= DO THIS =
Starting at the line containing "Target: hillside vegetation" and ending at the line containing "156), (22, 152)]]", write those lines out again with "vertices" swapped for "corner points" and everything else left unchanged.
---------- TASK MATERIAL
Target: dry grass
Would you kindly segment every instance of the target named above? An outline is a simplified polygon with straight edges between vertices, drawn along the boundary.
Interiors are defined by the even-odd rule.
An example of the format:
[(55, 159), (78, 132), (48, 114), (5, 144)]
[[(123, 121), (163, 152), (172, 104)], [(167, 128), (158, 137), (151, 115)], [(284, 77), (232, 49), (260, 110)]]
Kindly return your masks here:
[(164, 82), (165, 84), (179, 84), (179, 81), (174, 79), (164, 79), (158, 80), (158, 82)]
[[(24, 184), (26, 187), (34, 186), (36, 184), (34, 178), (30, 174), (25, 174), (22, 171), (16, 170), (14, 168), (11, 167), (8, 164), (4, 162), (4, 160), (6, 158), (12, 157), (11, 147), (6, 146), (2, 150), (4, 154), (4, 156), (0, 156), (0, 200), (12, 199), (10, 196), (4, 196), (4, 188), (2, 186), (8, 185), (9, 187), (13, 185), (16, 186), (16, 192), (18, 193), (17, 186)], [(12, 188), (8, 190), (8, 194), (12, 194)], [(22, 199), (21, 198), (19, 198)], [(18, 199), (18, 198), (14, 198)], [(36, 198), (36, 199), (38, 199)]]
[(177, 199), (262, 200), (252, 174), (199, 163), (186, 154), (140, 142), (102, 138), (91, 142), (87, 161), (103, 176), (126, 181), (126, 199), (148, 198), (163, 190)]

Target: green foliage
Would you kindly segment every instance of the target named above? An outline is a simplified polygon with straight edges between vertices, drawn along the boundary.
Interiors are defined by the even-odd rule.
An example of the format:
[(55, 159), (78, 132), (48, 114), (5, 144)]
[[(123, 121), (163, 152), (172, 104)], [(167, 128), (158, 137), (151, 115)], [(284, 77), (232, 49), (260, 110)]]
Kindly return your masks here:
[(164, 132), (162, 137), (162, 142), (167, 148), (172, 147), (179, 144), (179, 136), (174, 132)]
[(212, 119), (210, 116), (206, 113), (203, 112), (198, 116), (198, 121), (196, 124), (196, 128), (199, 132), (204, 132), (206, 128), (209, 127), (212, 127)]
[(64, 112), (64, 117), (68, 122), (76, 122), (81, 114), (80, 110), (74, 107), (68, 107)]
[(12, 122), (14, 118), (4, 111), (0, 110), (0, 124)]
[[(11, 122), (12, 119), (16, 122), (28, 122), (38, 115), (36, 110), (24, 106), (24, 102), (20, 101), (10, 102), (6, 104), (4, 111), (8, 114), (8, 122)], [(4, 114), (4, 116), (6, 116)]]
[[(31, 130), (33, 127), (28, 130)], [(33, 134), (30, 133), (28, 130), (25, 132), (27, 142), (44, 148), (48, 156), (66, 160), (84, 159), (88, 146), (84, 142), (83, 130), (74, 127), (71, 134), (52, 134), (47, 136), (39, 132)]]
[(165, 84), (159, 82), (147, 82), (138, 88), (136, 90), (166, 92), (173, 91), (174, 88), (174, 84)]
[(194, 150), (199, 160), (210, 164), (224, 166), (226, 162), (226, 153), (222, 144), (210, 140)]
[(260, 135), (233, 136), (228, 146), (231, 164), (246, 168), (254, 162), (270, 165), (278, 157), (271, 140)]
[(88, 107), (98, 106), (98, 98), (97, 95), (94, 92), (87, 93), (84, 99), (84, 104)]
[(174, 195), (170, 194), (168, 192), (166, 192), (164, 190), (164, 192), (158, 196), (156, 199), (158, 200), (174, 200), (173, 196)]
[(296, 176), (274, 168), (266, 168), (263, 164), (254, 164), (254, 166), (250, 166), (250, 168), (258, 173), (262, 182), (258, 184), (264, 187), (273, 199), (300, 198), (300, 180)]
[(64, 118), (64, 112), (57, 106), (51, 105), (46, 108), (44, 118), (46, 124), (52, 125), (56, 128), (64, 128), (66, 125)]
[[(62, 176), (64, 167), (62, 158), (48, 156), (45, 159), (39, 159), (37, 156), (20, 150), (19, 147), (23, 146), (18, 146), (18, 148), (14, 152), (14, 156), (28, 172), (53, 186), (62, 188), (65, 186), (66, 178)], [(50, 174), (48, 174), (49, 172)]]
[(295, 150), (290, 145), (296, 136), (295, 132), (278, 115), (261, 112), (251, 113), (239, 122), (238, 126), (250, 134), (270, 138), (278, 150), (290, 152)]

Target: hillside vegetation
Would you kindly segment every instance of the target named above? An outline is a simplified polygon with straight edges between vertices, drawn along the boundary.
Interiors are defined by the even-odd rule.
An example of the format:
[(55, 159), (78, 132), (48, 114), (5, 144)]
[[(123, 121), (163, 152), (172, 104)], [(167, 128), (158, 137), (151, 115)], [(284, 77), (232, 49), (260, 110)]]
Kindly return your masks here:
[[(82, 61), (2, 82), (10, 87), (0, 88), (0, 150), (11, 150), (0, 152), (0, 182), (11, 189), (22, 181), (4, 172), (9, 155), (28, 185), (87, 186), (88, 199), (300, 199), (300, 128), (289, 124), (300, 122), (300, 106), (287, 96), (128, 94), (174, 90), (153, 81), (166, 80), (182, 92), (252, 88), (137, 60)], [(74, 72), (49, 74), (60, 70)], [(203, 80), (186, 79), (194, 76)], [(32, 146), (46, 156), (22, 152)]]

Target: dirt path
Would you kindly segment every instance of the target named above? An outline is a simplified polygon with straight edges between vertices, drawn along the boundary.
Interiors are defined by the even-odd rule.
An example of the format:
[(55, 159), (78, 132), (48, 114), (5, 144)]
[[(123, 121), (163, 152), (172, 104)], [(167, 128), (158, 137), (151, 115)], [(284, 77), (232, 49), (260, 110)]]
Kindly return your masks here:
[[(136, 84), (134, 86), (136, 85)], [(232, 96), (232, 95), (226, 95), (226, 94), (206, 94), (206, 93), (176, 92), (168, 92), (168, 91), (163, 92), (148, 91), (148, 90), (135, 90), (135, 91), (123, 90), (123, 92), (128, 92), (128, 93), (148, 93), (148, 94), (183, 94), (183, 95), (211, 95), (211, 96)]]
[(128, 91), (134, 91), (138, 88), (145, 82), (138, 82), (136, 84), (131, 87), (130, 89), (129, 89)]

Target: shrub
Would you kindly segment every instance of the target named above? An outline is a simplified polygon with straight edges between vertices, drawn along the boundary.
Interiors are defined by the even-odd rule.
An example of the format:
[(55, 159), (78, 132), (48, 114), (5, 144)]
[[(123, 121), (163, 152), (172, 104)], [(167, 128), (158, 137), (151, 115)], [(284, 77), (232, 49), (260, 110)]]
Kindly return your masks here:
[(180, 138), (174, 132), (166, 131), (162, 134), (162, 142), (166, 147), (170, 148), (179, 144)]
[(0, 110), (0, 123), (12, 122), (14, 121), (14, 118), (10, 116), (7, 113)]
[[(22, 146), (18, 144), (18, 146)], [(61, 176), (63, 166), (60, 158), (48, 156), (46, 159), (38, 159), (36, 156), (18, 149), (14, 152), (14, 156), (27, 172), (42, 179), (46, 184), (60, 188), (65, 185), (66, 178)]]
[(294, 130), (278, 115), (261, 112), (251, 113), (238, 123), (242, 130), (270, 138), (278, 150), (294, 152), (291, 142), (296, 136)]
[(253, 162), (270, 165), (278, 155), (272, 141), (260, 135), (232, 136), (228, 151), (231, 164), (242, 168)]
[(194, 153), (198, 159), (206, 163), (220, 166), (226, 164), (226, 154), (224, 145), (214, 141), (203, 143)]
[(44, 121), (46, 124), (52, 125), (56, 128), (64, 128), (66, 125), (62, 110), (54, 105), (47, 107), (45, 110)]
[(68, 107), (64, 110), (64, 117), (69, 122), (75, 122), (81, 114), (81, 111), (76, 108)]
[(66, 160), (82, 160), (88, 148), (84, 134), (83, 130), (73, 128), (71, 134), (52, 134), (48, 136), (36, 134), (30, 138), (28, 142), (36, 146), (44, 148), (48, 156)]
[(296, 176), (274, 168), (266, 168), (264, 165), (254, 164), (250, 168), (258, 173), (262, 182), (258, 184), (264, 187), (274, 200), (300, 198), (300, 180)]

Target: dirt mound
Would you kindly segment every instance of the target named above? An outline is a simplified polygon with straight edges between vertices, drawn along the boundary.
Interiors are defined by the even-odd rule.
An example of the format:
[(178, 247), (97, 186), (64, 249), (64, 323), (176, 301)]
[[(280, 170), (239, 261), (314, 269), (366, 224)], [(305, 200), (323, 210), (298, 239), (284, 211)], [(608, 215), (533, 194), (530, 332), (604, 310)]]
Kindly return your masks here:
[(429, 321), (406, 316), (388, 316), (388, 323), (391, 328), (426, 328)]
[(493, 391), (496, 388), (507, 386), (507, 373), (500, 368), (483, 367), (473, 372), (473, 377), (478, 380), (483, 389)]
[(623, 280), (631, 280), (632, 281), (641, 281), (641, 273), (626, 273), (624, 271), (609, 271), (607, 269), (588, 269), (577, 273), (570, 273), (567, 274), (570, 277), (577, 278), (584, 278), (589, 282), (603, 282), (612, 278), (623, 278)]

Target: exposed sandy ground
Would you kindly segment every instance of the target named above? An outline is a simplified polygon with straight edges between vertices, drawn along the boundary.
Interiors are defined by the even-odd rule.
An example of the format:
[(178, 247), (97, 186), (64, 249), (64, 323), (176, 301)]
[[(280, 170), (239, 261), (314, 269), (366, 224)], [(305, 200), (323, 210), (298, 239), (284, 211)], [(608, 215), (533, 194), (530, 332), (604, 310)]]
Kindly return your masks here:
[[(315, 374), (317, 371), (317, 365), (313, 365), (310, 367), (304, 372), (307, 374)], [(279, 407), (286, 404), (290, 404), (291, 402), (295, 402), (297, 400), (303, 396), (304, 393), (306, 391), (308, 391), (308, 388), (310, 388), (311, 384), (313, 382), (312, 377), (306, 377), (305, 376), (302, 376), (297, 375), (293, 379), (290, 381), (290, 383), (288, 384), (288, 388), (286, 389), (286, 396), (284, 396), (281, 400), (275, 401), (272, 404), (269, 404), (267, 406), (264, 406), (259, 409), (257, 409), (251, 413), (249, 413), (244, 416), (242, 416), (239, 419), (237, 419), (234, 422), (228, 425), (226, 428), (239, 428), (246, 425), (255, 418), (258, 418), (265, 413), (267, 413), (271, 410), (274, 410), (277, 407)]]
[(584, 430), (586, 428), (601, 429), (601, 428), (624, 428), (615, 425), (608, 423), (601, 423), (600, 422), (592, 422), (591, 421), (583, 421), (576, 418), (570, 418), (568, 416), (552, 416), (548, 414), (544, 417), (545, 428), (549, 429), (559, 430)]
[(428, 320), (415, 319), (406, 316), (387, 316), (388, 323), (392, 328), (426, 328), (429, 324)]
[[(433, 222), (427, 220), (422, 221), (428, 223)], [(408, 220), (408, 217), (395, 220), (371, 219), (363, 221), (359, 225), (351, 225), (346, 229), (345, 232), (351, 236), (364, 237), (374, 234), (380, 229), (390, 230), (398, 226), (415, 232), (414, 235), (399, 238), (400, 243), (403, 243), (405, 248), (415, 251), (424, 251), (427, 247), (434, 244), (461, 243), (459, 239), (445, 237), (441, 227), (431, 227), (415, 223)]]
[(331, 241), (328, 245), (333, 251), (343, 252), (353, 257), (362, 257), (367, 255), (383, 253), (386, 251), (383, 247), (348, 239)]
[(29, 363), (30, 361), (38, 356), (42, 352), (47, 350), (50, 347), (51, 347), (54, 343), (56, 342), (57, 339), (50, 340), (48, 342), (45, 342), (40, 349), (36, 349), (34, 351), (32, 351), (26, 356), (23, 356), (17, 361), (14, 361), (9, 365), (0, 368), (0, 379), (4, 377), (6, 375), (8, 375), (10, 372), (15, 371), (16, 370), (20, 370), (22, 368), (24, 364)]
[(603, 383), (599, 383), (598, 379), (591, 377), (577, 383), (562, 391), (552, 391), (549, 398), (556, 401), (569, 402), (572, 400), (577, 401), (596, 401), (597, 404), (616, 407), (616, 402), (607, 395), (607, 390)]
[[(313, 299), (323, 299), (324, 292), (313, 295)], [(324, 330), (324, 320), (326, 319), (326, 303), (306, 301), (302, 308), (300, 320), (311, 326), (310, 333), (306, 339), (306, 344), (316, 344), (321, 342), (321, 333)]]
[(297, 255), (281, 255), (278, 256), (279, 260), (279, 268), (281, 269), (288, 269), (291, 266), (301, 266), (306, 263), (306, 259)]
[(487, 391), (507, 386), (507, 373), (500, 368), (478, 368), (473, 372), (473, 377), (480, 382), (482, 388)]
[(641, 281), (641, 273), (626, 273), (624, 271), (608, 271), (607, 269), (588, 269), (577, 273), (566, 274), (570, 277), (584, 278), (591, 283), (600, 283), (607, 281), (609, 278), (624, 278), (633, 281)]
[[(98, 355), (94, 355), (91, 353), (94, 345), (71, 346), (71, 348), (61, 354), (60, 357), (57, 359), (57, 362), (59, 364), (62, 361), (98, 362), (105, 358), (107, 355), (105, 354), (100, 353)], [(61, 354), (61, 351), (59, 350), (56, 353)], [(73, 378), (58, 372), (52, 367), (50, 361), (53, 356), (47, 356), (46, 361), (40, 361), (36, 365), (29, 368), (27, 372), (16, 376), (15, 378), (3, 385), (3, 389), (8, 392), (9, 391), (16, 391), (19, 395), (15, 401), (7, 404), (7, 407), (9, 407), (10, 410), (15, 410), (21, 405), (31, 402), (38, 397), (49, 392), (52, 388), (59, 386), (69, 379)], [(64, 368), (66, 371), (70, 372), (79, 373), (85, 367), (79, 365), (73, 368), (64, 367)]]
--------------------
= COMPLETE RESPONSE =
Target: hillside vegetation
Would you kindly segment every instance of the target named above? An outline is a simplified polygon with straight edges between corner points, drawn along the boundary.
Interiors are defined by the even-odd rule.
An example of the format:
[(55, 159), (78, 132), (48, 114), (5, 144)]
[[(123, 121), (163, 152), (172, 104)], [(167, 128), (158, 137), (151, 115)], [(284, 77), (232, 49), (260, 110)]]
Kindly return your masks here:
[[(82, 61), (2, 82), (10, 87), (0, 88), (0, 150), (11, 150), (0, 152), (0, 182), (11, 189), (22, 181), (4, 172), (9, 155), (28, 185), (87, 186), (88, 199), (300, 199), (300, 128), (289, 124), (300, 122), (300, 106), (287, 96), (128, 94), (174, 90), (153, 81), (166, 80), (182, 92), (252, 88), (137, 60)], [(74, 72), (49, 74), (60, 70)], [(203, 80), (186, 79), (194, 76)], [(32, 146), (46, 156), (22, 152)]]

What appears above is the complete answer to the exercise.